To do: Rewrite the items below, putting "Getting started" wherever "Quickstart" appears and keeping everything else the same.

Records supplied:
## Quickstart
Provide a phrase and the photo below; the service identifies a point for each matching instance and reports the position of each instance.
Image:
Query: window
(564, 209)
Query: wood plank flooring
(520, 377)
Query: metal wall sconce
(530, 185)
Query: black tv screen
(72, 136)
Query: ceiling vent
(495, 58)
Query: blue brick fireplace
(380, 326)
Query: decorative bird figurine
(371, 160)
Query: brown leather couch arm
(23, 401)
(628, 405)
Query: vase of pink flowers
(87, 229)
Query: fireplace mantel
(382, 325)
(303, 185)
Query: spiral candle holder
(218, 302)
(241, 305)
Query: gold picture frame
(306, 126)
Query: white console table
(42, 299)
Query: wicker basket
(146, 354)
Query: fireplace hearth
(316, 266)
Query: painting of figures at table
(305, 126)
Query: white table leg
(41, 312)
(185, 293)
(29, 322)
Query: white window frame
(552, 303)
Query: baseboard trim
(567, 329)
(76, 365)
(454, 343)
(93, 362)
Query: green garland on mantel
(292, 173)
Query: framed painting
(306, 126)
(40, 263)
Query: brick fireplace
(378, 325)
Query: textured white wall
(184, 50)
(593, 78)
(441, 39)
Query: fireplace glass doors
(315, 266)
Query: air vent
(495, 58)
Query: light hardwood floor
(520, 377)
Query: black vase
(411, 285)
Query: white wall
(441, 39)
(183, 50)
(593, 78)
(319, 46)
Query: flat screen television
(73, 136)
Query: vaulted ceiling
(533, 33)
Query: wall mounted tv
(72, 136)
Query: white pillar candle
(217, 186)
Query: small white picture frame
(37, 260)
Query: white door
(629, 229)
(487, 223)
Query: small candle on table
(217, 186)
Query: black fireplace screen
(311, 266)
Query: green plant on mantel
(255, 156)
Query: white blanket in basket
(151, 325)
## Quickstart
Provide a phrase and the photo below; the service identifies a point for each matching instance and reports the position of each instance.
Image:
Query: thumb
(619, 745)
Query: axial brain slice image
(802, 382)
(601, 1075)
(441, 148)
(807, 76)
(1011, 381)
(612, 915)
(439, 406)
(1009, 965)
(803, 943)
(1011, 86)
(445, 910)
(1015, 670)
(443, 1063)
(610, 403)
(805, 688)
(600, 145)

Solved problem:
## Getting started
Provide a phrase and the photo below; the service identifies a point for each matching instance and reports the position of each instance.
Image:
Query: window
(564, 209)
Query: wood plank flooring
(520, 377)
Query: metal wall sconce
(530, 185)
Query: black tv screen
(72, 136)
Query: ceiling vent
(495, 58)
Query: blue brick fireplace
(380, 326)
Query: decorative bird figurine
(371, 160)
Query: brown leather couch arm
(23, 401)
(628, 405)
Query: vase of pink flowers
(87, 229)
Query: fireplace mantel
(382, 325)
(303, 185)
Query: spiral candle holder
(218, 302)
(241, 305)
Query: gold picture frame
(306, 126)
Query: white console table
(42, 299)
Query: wicker basket
(146, 354)
Query: fireplace hearth
(316, 266)
Query: painting of figures at table
(305, 126)
Query: white table leg
(41, 312)
(185, 293)
(29, 322)
Query: white window frame
(552, 303)
Query: baseboard trim
(567, 329)
(76, 365)
(454, 343)
(93, 362)
Query: green garland on mantel
(292, 173)
Query: framed painting
(306, 126)
(40, 263)
Query: brick fireplace
(378, 325)
Query: textured white wall
(184, 50)
(593, 78)
(441, 39)
Query: fireplace glass doors
(315, 266)
Query: air vent
(495, 58)
Query: light hardwood floor
(520, 377)
Query: black vase
(411, 285)
Query: white wall
(441, 39)
(183, 50)
(593, 78)
(319, 46)
Query: flat screen television
(73, 136)
Query: vaulted ceiling
(533, 33)
Query: wall mounted tv
(72, 136)
Query: white pillar candle
(217, 186)
Query: small white picture frame
(37, 260)
Query: white door
(629, 229)
(487, 223)
Query: small candle on table
(217, 186)
Query: black fireplace screen
(311, 266)
Query: green plant on mantel
(255, 156)
Query: white blanket in basket
(151, 325)
## Getting started
Provide a phrase and the photo below; the service identifies a point for each matching instance and reports the position of each instance.
Image:
Query: thumb
(619, 745)
Query: axial brain slice image
(802, 382)
(601, 1075)
(441, 148)
(807, 76)
(1011, 381)
(612, 915)
(439, 406)
(1009, 965)
(803, 943)
(1011, 86)
(445, 910)
(1015, 670)
(443, 1063)
(610, 403)
(805, 688)
(600, 145)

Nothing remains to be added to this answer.